>> begin Available data

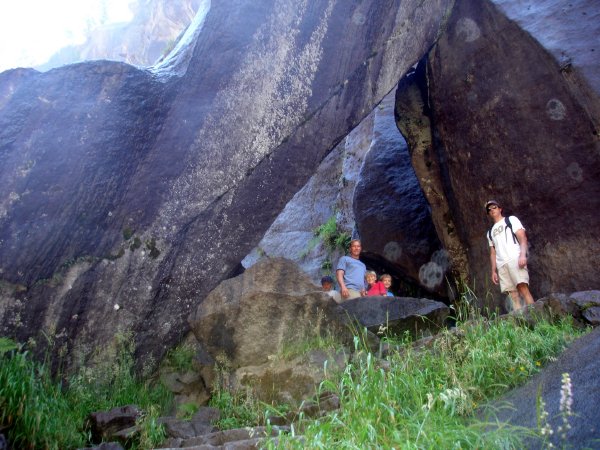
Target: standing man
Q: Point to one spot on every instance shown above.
(350, 273)
(508, 255)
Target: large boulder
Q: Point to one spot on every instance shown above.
(152, 32)
(392, 216)
(417, 316)
(513, 120)
(253, 317)
(520, 406)
(128, 194)
(368, 185)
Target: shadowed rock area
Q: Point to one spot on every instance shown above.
(495, 114)
(580, 361)
(128, 194)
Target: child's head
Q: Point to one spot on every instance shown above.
(386, 280)
(327, 283)
(370, 276)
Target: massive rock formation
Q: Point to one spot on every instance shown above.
(128, 194)
(500, 113)
(151, 34)
(368, 185)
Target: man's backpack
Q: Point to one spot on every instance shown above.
(509, 226)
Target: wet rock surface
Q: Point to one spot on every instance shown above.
(131, 194)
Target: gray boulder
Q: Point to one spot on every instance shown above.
(252, 317)
(282, 381)
(581, 362)
(419, 316)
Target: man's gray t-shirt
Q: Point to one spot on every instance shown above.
(354, 272)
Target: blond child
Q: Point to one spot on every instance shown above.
(375, 287)
(387, 282)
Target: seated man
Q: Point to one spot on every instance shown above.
(350, 273)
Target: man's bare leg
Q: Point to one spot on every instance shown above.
(516, 300)
(523, 289)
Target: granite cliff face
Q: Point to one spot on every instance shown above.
(128, 195)
(153, 31)
(509, 110)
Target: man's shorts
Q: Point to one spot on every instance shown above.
(352, 293)
(511, 275)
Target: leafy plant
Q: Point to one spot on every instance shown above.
(185, 411)
(332, 238)
(152, 433)
(40, 412)
(427, 399)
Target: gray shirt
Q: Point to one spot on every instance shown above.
(354, 272)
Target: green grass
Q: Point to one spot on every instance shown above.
(412, 400)
(427, 400)
(40, 412)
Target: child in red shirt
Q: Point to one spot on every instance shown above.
(375, 287)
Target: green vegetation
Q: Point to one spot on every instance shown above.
(410, 399)
(38, 411)
(427, 399)
(301, 347)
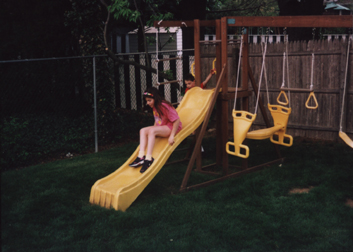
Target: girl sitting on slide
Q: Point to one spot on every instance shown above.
(167, 124)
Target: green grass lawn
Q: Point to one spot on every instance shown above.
(46, 207)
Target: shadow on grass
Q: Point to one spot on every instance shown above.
(46, 207)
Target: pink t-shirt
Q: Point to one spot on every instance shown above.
(169, 116)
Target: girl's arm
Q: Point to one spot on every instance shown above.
(174, 130)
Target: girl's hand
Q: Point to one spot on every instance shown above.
(171, 140)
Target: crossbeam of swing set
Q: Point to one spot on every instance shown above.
(327, 21)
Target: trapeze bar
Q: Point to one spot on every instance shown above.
(167, 82)
(166, 59)
(297, 89)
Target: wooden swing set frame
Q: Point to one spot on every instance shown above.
(223, 93)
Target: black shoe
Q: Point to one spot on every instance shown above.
(138, 161)
(146, 165)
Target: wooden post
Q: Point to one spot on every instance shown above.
(245, 82)
(197, 58)
(202, 132)
(219, 152)
(224, 106)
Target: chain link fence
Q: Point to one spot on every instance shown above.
(66, 106)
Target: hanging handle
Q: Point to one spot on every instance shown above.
(282, 93)
(316, 105)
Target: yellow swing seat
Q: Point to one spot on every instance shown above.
(280, 117)
(242, 121)
(346, 138)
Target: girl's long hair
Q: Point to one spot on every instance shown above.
(153, 93)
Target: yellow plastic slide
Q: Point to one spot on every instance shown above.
(122, 187)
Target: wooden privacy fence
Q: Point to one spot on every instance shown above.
(328, 80)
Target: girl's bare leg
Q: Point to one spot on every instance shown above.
(152, 132)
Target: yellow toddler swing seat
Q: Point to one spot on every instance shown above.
(242, 121)
(280, 117)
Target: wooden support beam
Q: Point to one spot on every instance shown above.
(197, 53)
(186, 23)
(344, 21)
(167, 59)
(219, 103)
(202, 132)
(224, 103)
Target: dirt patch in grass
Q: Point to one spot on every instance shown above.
(300, 190)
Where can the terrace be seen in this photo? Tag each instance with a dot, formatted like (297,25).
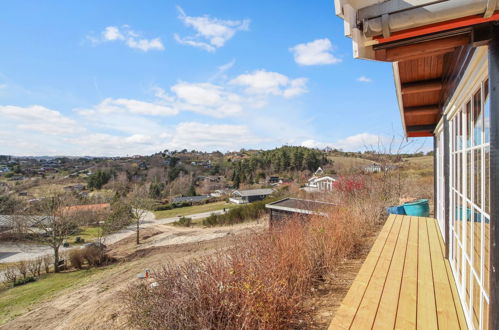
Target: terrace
(404,283)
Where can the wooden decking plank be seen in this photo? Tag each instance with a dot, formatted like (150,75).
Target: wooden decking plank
(446,311)
(387,309)
(426,310)
(345,314)
(452,280)
(407,305)
(364,319)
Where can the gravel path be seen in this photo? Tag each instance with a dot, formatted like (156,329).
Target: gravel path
(15,251)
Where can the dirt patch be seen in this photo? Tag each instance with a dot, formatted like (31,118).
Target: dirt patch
(97,305)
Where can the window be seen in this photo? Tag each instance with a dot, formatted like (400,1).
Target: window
(470,203)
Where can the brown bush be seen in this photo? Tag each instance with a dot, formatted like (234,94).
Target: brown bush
(93,255)
(47,262)
(259,283)
(34,267)
(76,258)
(11,274)
(22,268)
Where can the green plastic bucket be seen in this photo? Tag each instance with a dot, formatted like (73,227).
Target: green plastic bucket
(420,208)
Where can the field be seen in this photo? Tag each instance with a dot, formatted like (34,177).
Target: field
(87,233)
(17,301)
(183,211)
(346,165)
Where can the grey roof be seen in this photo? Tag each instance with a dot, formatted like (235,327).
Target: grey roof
(8,220)
(253,192)
(190,199)
(297,205)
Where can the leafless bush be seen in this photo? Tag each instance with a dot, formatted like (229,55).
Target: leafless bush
(93,255)
(34,267)
(22,268)
(47,261)
(11,274)
(76,258)
(259,283)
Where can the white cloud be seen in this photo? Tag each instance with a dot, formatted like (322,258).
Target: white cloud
(38,118)
(317,52)
(194,135)
(265,82)
(211,33)
(208,99)
(110,105)
(129,37)
(364,79)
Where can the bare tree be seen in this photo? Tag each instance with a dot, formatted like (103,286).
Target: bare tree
(140,204)
(54,222)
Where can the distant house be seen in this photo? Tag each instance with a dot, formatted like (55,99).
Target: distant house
(103,207)
(296,208)
(8,222)
(273,180)
(248,196)
(190,199)
(324,183)
(75,187)
(220,193)
(373,168)
(376,168)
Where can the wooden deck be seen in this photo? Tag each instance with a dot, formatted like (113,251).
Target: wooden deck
(404,283)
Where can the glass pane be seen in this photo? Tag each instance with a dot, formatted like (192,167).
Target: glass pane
(459,218)
(469,229)
(460,174)
(477,237)
(486,182)
(468,124)
(486,256)
(476,303)
(485,313)
(486,110)
(477,184)
(467,285)
(468,174)
(459,132)
(477,118)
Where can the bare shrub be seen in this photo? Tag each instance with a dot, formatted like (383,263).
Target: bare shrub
(47,262)
(22,268)
(34,267)
(76,258)
(94,255)
(259,283)
(11,274)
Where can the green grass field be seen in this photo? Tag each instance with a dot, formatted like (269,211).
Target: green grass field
(184,211)
(86,233)
(16,301)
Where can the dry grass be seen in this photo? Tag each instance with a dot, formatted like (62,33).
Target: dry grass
(266,280)
(261,282)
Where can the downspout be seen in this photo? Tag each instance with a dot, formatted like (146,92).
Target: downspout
(424,15)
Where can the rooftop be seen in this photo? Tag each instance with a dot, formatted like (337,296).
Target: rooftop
(296,205)
(254,192)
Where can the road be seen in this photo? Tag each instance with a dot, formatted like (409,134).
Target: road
(14,251)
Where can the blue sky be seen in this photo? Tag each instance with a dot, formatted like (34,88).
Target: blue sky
(129,77)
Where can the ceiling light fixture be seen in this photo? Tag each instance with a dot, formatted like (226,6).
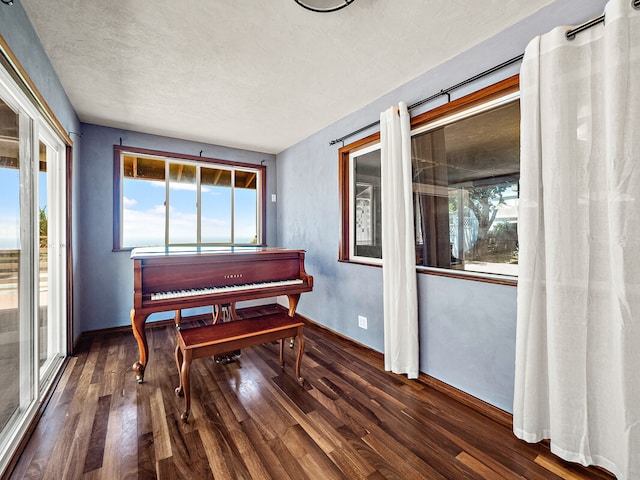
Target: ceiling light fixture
(322,6)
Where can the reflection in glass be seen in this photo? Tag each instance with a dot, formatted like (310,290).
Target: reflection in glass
(215,200)
(143,202)
(466,178)
(10,258)
(43,255)
(367,205)
(245,208)
(183,204)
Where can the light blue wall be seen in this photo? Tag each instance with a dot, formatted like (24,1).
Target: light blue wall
(18,33)
(467,328)
(105,278)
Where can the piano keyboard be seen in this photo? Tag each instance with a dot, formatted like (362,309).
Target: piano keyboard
(226,289)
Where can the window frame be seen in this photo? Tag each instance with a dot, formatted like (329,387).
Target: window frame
(119,150)
(419,124)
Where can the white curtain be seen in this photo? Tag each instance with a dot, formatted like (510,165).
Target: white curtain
(578,333)
(401,351)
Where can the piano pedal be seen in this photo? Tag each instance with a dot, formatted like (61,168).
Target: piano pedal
(227,358)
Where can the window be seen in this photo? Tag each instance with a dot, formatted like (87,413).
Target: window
(166,199)
(466,169)
(33,261)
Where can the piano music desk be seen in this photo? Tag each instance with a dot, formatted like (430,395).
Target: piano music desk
(219,338)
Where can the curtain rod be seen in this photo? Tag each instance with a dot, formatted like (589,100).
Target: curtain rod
(570,36)
(446,91)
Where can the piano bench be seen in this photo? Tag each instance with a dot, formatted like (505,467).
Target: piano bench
(219,338)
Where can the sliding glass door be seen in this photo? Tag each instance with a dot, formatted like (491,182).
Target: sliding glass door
(32,261)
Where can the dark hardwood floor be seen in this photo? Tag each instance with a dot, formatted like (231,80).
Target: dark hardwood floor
(251,420)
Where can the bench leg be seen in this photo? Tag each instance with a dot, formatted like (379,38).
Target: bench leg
(186,385)
(179,391)
(300,341)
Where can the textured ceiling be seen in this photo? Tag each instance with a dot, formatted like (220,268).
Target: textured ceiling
(255,74)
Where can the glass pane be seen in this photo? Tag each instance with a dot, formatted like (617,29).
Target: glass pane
(367,205)
(10,250)
(183,203)
(215,194)
(245,208)
(466,178)
(143,202)
(43,321)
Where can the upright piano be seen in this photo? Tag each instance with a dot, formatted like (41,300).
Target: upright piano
(176,278)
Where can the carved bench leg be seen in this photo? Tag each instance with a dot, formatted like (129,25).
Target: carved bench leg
(179,390)
(186,385)
(300,341)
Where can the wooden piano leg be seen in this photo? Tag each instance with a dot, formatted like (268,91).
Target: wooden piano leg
(281,343)
(138,323)
(186,385)
(179,361)
(293,303)
(300,341)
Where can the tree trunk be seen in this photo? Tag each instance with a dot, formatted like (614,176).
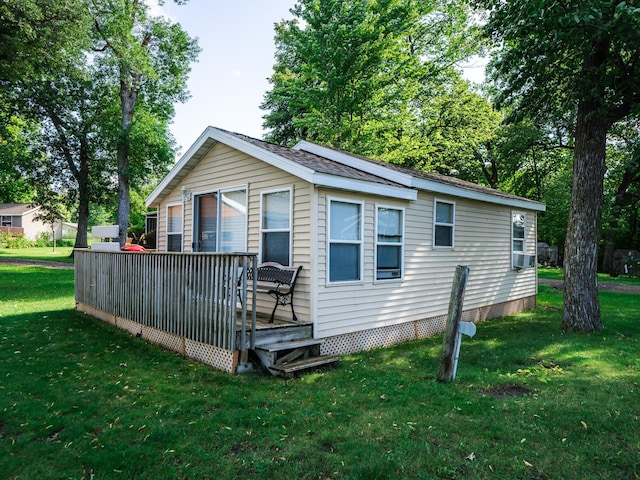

>> end Available data

## Work required
Extract every line of the records that contains the word "rock", copying each one in full and keeping their original order.

## Answer to this task
Target: shadowed rock area
Target: massive rock formation
Target: wet rock surface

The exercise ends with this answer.